### Exercise description
Write out each record in full and exactly as given. Skip any pictures.

### Working data
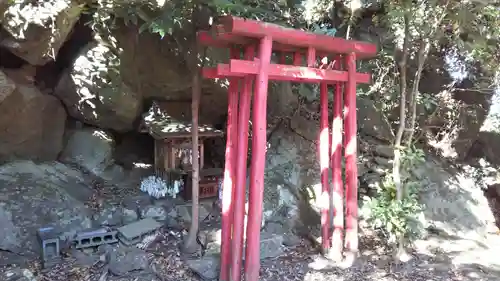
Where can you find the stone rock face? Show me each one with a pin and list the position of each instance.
(34, 196)
(372, 122)
(93, 90)
(37, 29)
(453, 202)
(31, 123)
(89, 148)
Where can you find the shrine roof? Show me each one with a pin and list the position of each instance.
(160, 125)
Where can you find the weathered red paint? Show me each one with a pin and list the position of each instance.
(294, 37)
(241, 173)
(311, 57)
(259, 126)
(282, 72)
(297, 58)
(351, 178)
(236, 31)
(324, 159)
(229, 173)
(336, 154)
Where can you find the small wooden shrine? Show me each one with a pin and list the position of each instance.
(173, 148)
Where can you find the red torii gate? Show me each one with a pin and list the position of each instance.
(235, 33)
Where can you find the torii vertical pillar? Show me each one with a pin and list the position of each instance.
(242, 32)
(259, 140)
(351, 168)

### Solution to this exercise
Where can you find the stone rock face? Show me each one with a pin and list the position of each instance.
(34, 196)
(372, 122)
(93, 90)
(37, 29)
(453, 202)
(31, 123)
(89, 148)
Where can you find the shrine roof? Show me each one with a pin and list the position of each instance.
(160, 125)
Where can you find the weathered red paint? Show me each one with a pin and list the position of each instance.
(294, 37)
(241, 173)
(311, 57)
(259, 126)
(282, 72)
(297, 58)
(351, 178)
(236, 31)
(324, 159)
(229, 173)
(336, 154)
Where can you find the small wooden shrine? Show me each one with a pin and list the position of each instance.
(173, 148)
Where can you find the red torii gate? Show me each one with a pin and list the position of each instance.
(235, 33)
Where can you find the torii vertical pillar? Show me each one with a pin and list the position of each instance.
(242, 32)
(259, 140)
(351, 168)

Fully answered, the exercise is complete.